Short task:
Transcribe each entry below exactly. Pictures do not go in the copy.

Entries from a pointing dataset:
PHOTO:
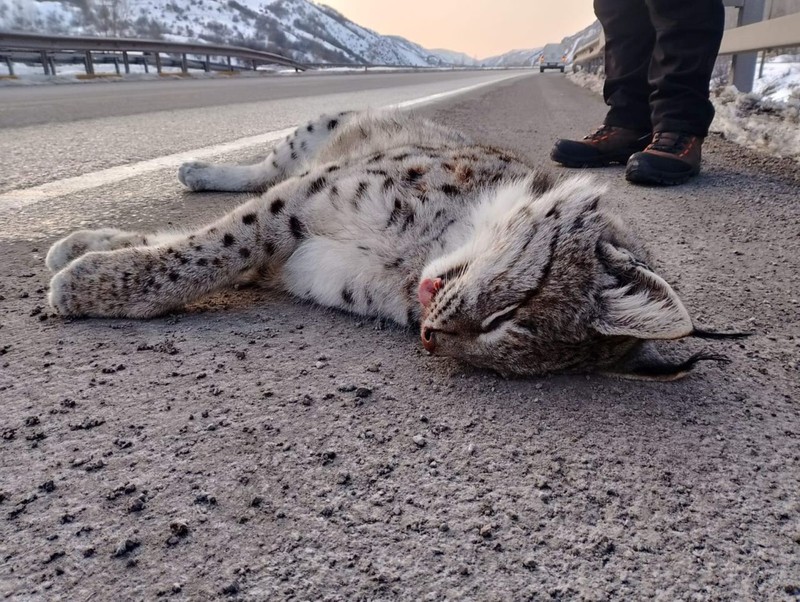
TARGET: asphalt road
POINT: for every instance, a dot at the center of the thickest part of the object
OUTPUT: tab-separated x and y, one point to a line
254	448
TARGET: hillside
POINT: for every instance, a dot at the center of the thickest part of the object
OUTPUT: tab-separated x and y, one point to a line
529	57
302	30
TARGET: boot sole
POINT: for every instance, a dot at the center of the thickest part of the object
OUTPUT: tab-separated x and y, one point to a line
638	174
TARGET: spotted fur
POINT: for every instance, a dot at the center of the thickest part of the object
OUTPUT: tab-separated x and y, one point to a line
394	216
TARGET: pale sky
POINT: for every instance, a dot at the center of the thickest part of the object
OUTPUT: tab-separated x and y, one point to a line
480	28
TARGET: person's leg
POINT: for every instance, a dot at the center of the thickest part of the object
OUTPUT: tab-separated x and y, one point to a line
630	39
688	35
626	130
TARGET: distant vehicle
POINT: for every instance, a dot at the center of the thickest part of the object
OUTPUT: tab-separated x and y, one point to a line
554	56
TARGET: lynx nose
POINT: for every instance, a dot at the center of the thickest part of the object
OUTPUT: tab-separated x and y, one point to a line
428	339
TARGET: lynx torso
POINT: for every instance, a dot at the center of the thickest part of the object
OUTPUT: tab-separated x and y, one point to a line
394	216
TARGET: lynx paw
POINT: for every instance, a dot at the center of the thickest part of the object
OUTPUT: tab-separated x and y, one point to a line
83	241
69	295
120	283
194	175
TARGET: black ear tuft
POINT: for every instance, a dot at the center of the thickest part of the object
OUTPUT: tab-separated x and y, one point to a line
646	363
707	334
671	370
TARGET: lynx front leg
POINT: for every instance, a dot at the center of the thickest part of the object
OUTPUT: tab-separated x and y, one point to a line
107	239
145	281
284	161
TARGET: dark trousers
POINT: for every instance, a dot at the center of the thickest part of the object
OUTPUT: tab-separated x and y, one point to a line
659	58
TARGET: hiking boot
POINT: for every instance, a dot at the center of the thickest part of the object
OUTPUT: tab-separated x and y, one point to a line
672	158
609	144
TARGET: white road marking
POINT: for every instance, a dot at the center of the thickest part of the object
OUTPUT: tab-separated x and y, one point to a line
23	197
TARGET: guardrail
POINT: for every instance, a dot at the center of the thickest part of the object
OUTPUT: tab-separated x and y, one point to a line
742	42
124	52
48	47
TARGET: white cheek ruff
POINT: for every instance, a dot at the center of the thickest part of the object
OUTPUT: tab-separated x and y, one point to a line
494	336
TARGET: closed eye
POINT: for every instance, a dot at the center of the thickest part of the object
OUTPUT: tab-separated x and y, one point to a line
499	317
453	273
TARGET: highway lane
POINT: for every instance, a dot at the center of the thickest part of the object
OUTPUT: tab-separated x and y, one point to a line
32	105
120	124
554	488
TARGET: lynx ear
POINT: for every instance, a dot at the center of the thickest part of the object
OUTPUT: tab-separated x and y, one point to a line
640	304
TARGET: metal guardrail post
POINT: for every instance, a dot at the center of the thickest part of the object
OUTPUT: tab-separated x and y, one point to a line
89	63
744	64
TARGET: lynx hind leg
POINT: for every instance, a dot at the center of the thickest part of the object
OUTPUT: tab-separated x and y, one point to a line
66	250
286	159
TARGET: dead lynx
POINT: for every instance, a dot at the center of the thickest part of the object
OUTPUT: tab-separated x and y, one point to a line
394	216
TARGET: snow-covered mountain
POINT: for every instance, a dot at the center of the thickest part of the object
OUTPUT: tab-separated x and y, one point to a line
530	57
300	29
456	58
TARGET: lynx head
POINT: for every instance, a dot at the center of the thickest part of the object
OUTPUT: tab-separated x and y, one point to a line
550	282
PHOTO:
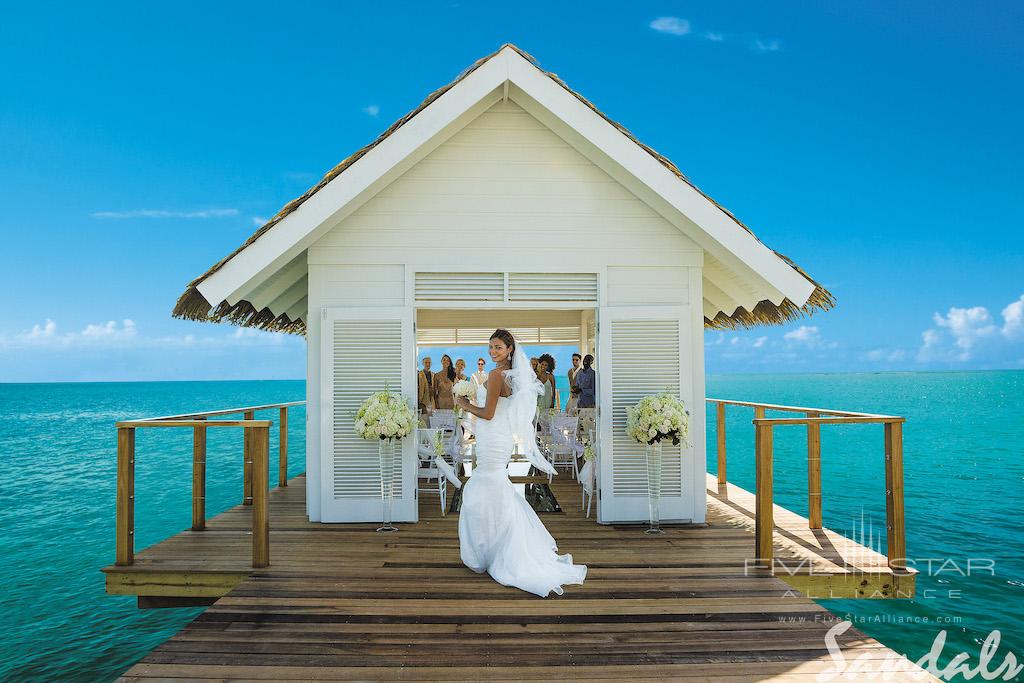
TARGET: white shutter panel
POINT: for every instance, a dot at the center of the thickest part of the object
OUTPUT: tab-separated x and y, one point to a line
460	286
365	350
552	287
643	350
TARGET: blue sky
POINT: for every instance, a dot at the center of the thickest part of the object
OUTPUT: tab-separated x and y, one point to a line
876	143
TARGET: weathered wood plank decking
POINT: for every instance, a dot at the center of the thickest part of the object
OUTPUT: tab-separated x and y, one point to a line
342	602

Exercise solution:
PHOTO:
TARGET: asphalt road
POINT: for every instance, a dot at the center of the thickest part of the object
OUTPUT: tab-separated x and y, one point to a line
254	448
TARGET: hillside
POINT: for every instance, a dot at the center of the thickest part of the object
OUTPUT: tab-separated x and y, one point to a line
529	57
302	30
TARGET: boot sole
POINT: for every instance, a dot at the center of the thickest part of the object
OUTPUT: tab-separated x and y, one point to a line
638	174
TARGET: spotted fur
POINT: for every instance, a dot at the center of the thickest part of the object
OUTPUT: tab-separated x and y, one point to a line
394	216
TARGET: pale sky
POINT: for every instance, a dot at the center of the thickest part of the object
OUTPUT: tab-separated x and y, one point to a line
480	28
TARGET: person's leg
POINT: for every instance, a dot at the center of the thickest part of the object
OUTPUT: tab-separated x and y, one point to a line
630	39
688	35
626	130
TARGET: distant vehicle
POINT: for every instance, a dot at the center of the thickest part of the object
OUTPUT: tab-separated x and y, one point to a line
554	56
TARGET: lynx nose
POINT: for every instance, a dot at the center of the thickest part of the object
OUTPUT: tab-separated x and y, one point to a line
428	339
TARGET: lynx torso
POINT: for every instance, a dot at the center of the thickest part of the object
OUTPUT: tab-separated x and y, one point to a line
394	216
TARGET: lynx paw
POINT: for every instance, a dot at the center of the thickest part of the object
OUTPUT: tab-separated x and y, one point to a line
83	241
69	295
120	283
194	175
TARGET: black ear tuft
POINT: for every instance, a dot at the center of the thickest part of the object
OUTPUT: tab-separated x and y, one point to a line
646	363
707	334
671	370
TARGET: lynx front leg
POINT: for every instance, a dot at the center of the thickest part of the object
OUTPUT: tab-separated x and y, one point to a line
107	239
145	281
284	161
TARGET: dark trousers
POINT: for every instance, a dot at the center of the thickest part of the object
OUTPUT: tab-separated x and y, one point to a line
659	58
TARGET: hiking boot
POINT: for every instance, a dot at the center of the thickest part of the object
OUTPUT: tab-separated x and y, one point to a line
672	158
609	144
TARGET: white road marking
POINT: for every instance, a dot at the center of the thickest part of the object
OUTPUT: tab-separated x and y, one point to a line
23	197
TARGET: guardrail
POINT: for every instance, a dot at the center of the thickest part of the object
OUTPUT: tab-separated x and y, one point to a line
742	42
124	52
48	47
TARGET: white cheek ruff
POINT: for every instance, a dot at the center of the thickest part of the object
OUTPUT: tab-separated x and y, one point to a line
494	336
TARGET: closed eye
POINT: for every instance, a dot at the center of the thickest part of the object
OUTPUT: tab-separated x and y, one point to a line
499	317
453	273
TARGET: highway lane
POINT: for every instance, a dot at the center of the thickest part of the object
OUTPUT: tab-separated x and y, one point to a line
32	105
120	124
554	488
TARGET: lynx ear
POINT: for every instance, a dot at the center of the thickest part of the object
OUTPUT: tab-separated x and y, one point to a line
640	304
TARGET: metal guardrail post
POINT: for every instance, a dot at the center of the thickest part of the object
OUTPUT: tab-separated x and y, one point to a line
89	63
744	64
TARGET: lynx hind leg
POINT: for every instance, a dot at the center of the thickest part of the object
OUTPUT: tab-separated x and y, one point to a line
66	250
286	159
TARGET: dead lynx
POINT: for every instance, a dot at the center of the thickest part of the object
OUTPUT: tab-separated x and y, one point to a line
394	216
TARGET: snow-covered mountain
POINT: for every instance, a dot at the center of the thickest part of the object
OUTPUT: tab-separated x and y, one point to a line
530	57
300	29
456	58
TARGET: lynx head
POINT: for every instance, a dot at the center of the thickest part of the object
OUTPUT: tab-separated x and y, one point to a line
550	282
PHOTO:
TARGET: white shutter panel
POINT: for every instance, a dot at the center of the thickest part of the object
OUTPUT: tab-separated x and y, one point to a line
460	286
365	350
552	287
643	350
TARGET: blue sky
POINT: for every instance, a dot at the center of the thickest part of the object
OUTPUT: tab-separated x and y, one point to a line
876	143
TARGET: weathered wood plank decking
POINT: for every instance, a dot at the center of the thickest part of the object
OUTPUT: tab-separated x and y, one point to a line
342	602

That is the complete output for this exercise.